Brief A -
Answer these questions from the passage on representations of Pakistan:
(i) Which book by Anatol Lieven does the passage cite, and in what year was it published?
(ii) Which political scientist invites US intervention in The Idea of Pakistan?
(iii) In what month was the conference of young thinkers held?
Brief B - Update the passage on representations of Pakistan by reproducing the part that opens with the words containing "Represented as a" and closes with "to the world.", replacing "the international mainstream press" with "the global mainstream press".
Brief C - Take the passage on representations of Pakistan further, continuing from where it stops.

Document -
Represented as a country beset by daily bomb-blasts, “honor killings,” and “mob” violence, Pakistan regularly populates the pages of the international mainstream press. These popular journalistic accounts often leave the impression that the country is embroiled in a spate of irrationality, violence and Islamic fundamentalism. Alternatively, liberal Pakistanis, if they make an appearance in the drama, are celebrated as carriers of the torch of progress, challenging the dominance of religious conservatism with their unrivalled ‘toleration’, their capitalist ‘development’, and their support for the Pakistani state’s military offensives and the broader ‘War on Terror’. This is the narrative typically delivered to the world.

Unfortunately, this is narrative has not remained within the ambit of journalism. Much of the recent scholarly work on Pakistan, too, has been guilty of reproducing a crude and overly-narrow analysis of the country and its people, an analysis (if one could call it that) which seems to be more committed to promoting US foreign policy objectives than to stimulating any serious academic inquiry. For instance, Anatol Lieven’s Pakistan: A Hard Country (2012), declares that Pakistan is “a highly conservative, archaic, even sometimes quite inert and somnolent mass of different societies”. With such a view being prevalent, it is little wonder then that political scientist Stephen Cohen invites US intervention to awaken this slumbering nation in his book, The Idea of Pakistan (2006). Such Orientalist views imagine the country as overrun by “mad” fundamentalists and militant Islamists and prescribe a variant of imperialism, militarism and/or liberalism as an antidote.

That was the call for a conference that brought together a new generation of young thinkers, along with international scholars and activists, this May. Tanqeed now brings you these voices. These young scholars and activists are pushing new avenues of scholarship and engagement that question the dominant frames of tremors and terrors, far beyond the tepid policy circles through which all things Pakistan are usually considered.

[Extracted data entries]

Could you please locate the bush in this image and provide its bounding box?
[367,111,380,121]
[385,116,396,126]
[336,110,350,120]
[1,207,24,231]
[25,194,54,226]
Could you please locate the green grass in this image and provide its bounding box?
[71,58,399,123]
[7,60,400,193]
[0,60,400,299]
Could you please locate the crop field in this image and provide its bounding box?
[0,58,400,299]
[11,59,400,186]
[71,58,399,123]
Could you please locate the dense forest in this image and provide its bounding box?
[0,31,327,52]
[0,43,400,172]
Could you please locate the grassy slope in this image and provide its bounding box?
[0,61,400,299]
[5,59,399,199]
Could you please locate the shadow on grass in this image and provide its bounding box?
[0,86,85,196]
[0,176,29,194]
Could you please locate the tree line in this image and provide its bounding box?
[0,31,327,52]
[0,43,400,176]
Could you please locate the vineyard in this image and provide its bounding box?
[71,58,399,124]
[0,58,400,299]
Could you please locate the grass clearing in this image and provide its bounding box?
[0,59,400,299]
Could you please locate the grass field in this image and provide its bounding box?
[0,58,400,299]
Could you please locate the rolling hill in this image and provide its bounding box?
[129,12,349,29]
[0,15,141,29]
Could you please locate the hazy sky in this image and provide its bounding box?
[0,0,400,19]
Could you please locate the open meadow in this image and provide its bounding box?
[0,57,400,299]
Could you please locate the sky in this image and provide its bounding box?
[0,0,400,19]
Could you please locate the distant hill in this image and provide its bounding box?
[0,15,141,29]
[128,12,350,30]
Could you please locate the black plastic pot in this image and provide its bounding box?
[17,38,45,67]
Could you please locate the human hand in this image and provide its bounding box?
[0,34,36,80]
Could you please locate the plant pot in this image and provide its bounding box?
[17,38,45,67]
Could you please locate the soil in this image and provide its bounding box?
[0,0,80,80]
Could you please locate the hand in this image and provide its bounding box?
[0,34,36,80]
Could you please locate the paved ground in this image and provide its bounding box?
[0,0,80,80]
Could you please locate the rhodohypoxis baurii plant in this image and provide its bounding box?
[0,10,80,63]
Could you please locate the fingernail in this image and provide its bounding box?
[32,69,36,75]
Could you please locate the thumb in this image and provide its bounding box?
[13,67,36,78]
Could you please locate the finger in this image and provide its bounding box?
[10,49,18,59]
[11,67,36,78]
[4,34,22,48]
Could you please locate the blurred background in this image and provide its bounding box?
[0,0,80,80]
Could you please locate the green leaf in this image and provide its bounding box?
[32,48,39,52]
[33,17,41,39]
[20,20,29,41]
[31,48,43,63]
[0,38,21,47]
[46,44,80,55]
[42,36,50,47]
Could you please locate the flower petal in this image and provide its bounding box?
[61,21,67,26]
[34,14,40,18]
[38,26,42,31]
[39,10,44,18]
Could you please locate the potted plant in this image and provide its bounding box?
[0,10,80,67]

...

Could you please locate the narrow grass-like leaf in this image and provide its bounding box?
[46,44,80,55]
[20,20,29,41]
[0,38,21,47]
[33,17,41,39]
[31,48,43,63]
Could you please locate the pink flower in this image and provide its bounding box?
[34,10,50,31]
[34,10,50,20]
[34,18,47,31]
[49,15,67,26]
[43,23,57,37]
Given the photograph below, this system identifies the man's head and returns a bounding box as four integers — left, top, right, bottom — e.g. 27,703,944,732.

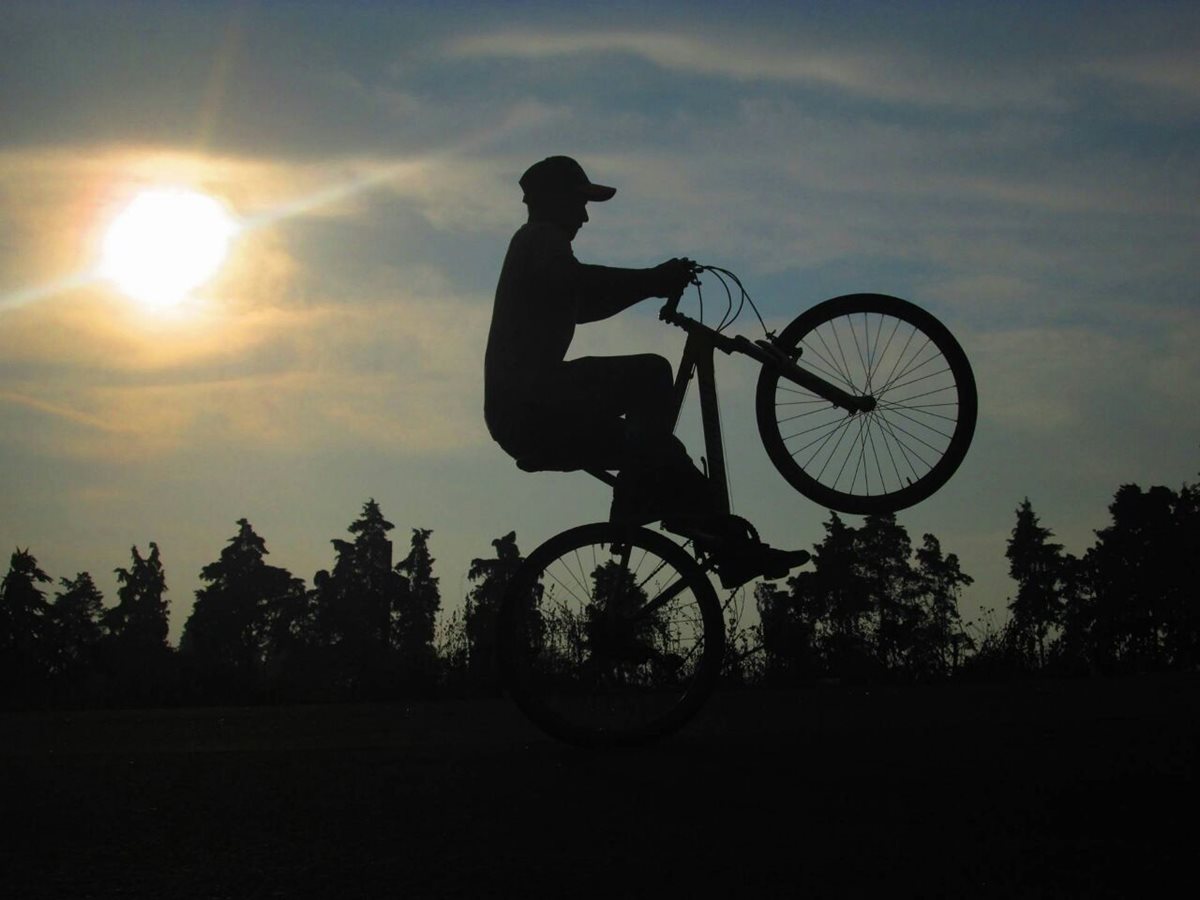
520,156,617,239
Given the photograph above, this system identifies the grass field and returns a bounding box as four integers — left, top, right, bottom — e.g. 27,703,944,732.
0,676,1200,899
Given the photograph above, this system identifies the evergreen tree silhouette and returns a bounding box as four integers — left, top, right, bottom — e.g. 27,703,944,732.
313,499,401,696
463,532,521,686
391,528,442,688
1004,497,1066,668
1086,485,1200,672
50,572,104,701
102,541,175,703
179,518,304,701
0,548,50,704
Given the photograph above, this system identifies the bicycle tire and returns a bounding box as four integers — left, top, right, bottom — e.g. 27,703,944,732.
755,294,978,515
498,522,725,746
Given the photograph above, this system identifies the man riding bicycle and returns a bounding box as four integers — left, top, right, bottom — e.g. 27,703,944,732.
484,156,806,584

* * *

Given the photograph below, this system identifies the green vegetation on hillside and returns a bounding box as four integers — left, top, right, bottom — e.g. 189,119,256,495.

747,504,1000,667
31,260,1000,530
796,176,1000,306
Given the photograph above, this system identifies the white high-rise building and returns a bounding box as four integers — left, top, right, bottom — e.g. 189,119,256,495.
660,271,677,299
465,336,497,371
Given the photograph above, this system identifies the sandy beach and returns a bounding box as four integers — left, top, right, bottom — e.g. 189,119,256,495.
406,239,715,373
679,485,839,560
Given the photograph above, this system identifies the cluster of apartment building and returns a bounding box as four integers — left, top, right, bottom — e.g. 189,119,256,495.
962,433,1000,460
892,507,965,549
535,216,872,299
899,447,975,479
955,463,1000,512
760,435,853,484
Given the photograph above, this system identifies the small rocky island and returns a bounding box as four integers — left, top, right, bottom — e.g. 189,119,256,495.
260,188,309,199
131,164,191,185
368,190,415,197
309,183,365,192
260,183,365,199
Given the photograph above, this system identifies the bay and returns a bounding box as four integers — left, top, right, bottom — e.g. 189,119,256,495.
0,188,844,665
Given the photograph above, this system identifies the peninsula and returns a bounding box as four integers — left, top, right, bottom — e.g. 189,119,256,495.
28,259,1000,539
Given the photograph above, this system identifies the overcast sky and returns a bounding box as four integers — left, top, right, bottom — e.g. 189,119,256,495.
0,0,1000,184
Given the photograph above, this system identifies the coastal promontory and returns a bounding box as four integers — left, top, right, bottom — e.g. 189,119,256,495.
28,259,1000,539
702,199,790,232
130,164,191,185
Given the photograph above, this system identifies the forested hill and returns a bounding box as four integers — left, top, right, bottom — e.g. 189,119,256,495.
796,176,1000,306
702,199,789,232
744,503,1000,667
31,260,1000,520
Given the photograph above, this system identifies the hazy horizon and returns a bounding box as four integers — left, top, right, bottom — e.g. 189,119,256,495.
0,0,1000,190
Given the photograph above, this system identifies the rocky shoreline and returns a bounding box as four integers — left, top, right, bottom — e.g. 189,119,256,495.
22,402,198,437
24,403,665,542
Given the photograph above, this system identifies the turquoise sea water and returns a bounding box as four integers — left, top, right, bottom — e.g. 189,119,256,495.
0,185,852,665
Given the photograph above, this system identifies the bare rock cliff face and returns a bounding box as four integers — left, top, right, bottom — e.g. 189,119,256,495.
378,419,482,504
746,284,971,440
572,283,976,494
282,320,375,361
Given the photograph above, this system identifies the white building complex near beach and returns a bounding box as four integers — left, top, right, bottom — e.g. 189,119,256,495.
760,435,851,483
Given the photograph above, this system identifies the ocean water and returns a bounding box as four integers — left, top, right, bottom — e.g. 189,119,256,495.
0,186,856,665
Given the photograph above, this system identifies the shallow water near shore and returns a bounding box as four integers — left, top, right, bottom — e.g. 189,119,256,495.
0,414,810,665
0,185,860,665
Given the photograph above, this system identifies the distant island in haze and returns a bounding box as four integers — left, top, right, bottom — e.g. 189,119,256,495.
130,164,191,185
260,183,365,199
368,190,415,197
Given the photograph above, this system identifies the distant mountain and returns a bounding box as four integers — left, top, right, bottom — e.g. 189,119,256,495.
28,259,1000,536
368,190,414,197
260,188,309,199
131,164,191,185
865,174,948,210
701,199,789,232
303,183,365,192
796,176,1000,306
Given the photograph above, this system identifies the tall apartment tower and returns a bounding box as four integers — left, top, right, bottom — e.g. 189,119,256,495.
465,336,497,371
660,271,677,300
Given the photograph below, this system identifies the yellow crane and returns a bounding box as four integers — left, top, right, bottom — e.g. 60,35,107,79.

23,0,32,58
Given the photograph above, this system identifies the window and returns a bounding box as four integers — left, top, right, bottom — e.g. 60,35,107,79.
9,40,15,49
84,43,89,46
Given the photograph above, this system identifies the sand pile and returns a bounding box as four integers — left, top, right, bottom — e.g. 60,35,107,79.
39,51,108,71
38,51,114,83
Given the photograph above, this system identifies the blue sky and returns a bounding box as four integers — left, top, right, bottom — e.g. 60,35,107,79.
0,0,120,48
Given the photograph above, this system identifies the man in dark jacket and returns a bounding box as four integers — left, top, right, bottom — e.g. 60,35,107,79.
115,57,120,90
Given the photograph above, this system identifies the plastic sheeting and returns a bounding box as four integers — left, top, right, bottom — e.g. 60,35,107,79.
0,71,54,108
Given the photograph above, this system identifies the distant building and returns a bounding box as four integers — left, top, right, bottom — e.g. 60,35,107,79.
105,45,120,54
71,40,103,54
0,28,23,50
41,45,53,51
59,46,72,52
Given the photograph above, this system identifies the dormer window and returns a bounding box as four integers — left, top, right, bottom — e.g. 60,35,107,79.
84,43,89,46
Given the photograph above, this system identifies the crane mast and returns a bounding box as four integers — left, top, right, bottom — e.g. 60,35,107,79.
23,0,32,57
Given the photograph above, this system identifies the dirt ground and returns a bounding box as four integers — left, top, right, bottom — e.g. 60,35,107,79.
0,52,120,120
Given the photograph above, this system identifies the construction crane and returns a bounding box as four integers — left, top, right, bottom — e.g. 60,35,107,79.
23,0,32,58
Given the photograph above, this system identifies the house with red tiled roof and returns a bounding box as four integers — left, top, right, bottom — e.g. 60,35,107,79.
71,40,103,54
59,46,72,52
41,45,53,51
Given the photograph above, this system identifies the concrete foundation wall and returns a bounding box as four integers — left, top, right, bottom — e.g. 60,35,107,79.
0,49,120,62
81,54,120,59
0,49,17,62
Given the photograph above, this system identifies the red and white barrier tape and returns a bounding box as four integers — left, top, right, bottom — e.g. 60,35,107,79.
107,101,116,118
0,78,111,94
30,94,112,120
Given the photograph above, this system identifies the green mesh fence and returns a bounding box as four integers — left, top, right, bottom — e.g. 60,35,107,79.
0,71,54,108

Right answer A -
(i) Pakistan: A Hard Country, 2012
(ii) Stephen Cohen
(iii) May

Right answer B -
Represented as a country beset by daily bomb-blasts, “honor killings,” and “mob” violence, Pakistan regularly populates the pages of the global mainstream press. These popular journalistic accounts often leave the impression that the country is embroiled in a spate of irrationality, violence and Islamic fundamentalism. Alternatively, liberal Pakistanis, if they make an appearance in the drama, are celebrated as carriers of the torch of progress, challenging the dominance of religious conservatism with their unrivalled ‘toleration’, their capitalist ‘development’, and their support for the Pakistani state’s military offensives and the broader ‘War on Terror’. This is the narrative typically delivered to the world.

Right answer C -
As with any intellectual project, these are thickly layered, meaty articles that reward the reader with rich insights. Read them slow. Read them well.

Omer Aijazi reflects on his experience during the floods and the limitations of humanitarian work. Sonia Qadir reads the Supreme Court’s decision on the Pakistan steel mills case and finds that it reflects neoliberal logics, even if the consequence, this time, was to block the privatization of that asset. Sarah Suhail uses racism as a conceptual framework to discuss women’s bonded labor in Sindh. While these scholars examine the regimes of control, others have analyzed the will to resist — and the problems that can beset protest movements. Ayesha Omer shares her insights based on her ethnographic and interview work with the Hazara sit-ins, and Katja Mielke presents her long study of katchi abadi protests. Nadia Hasan researches another kind of movement: the turn towards forms of piety organizations like Al-Huda, by bourgeois Pakistani women. Two young scholars provide intriguing studies of Pakistani cinema. Rabea Murtaza  contemplates memory and motherhood in Pakistani cinema, and Hira Nabi discusses the aura of the cinema, and why some find it so threatening. And, Aasim Sajjad Akhtar delivers a talk on the politics of hegemony.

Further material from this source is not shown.